READING PASSAGE
--------------------------------------------------

Turmeric, a yellow spice obtained from the root of the Curcuma longa plant, is commonly used in Indian curries and Ayurvedic and Chinese medicine.

It is often listed among the superfoods because it contains a number of health-promoting compounds, including the potent antioxidant curcumin, which is showing potential as a treatment for a broad array of medical problems.

According to the University of Maryland Medical Center (2011), evidence suggests that turmeric may:

  • Help fight bacterial and viral infections
  • Reduce the risk of certain cancers
  • Treat digestive upsets and illnesses such as ulcerative colitis and stomach ulcers
  • Reduce inflammation and by extension, treat conditions such as arthritis
  • Decrease the risk of suffering from atherosclerosis, a risk factor for heart attacks and strokes

Research also indicates that regularly consuming turmeric may help to protect against neurodegenerative diseases such as Alzheimer’s (George Mateljan Foundation, 2012). However, it should be noted that many of these studies have used animals or test tubes, and it’s not known if humans will enjoy the same benefits seen in laboratory studies. Although preliminary findings are promising, more research is required to determine whether or not turmeric is effective for treating or preventing illnesses in people.

--------------------------------------------------

SUPPLIED DATA
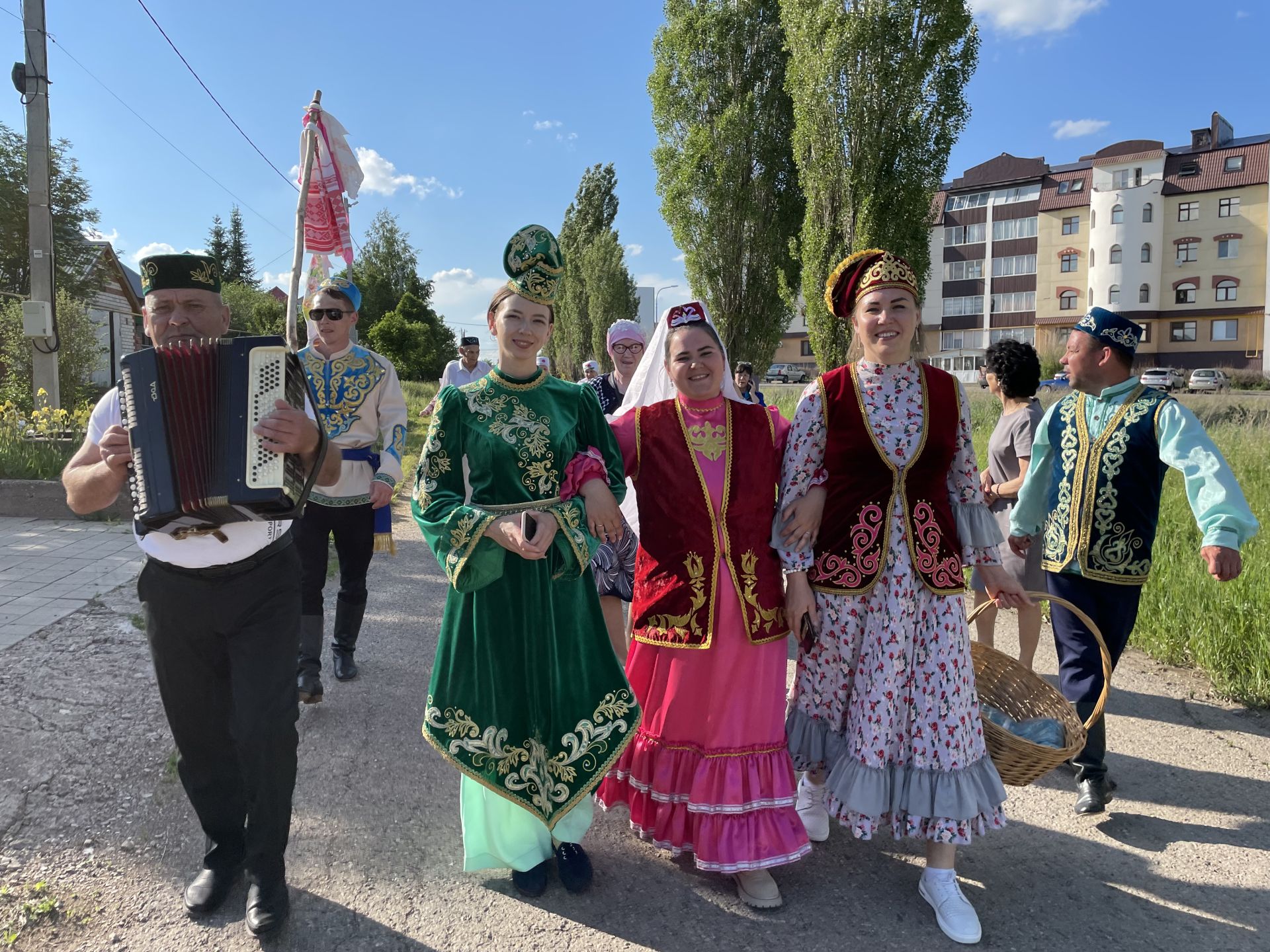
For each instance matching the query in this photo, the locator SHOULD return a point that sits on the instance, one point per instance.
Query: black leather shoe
(310, 688)
(207, 891)
(346, 669)
(267, 906)
(531, 883)
(574, 867)
(1095, 795)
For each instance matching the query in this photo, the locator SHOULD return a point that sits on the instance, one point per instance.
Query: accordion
(190, 409)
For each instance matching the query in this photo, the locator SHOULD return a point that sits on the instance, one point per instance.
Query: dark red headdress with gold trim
(863, 272)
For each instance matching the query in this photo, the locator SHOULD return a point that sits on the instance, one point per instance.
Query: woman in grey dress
(1014, 375)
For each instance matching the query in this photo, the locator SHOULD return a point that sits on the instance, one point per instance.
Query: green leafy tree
(579, 324)
(239, 267)
(219, 244)
(724, 167)
(73, 216)
(878, 89)
(78, 357)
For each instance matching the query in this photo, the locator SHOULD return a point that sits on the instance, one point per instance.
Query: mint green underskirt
(499, 834)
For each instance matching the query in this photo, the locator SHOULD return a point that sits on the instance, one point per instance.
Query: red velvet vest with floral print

--------------------------------------------------

EXERCISE DESCRIPTION
Retype the stretch of the turmeric text from "Research also indicates" through "illnesses in people." word for word.

EXERCISE SOLUTION
Research also indicates that regularly consuming turmeric may help to protect against neurodegenerative diseases such as Alzheimer’s (George Mateljan Foundation, 2012). However, it should be noted that many of these studies have used animals or test tubes, and it’s not known if humans will enjoy the same benefits seen in laboratory studies. Although preliminary findings are promising, more research is required to determine whether or not turmeric is effective for treating or preventing illnesses in people.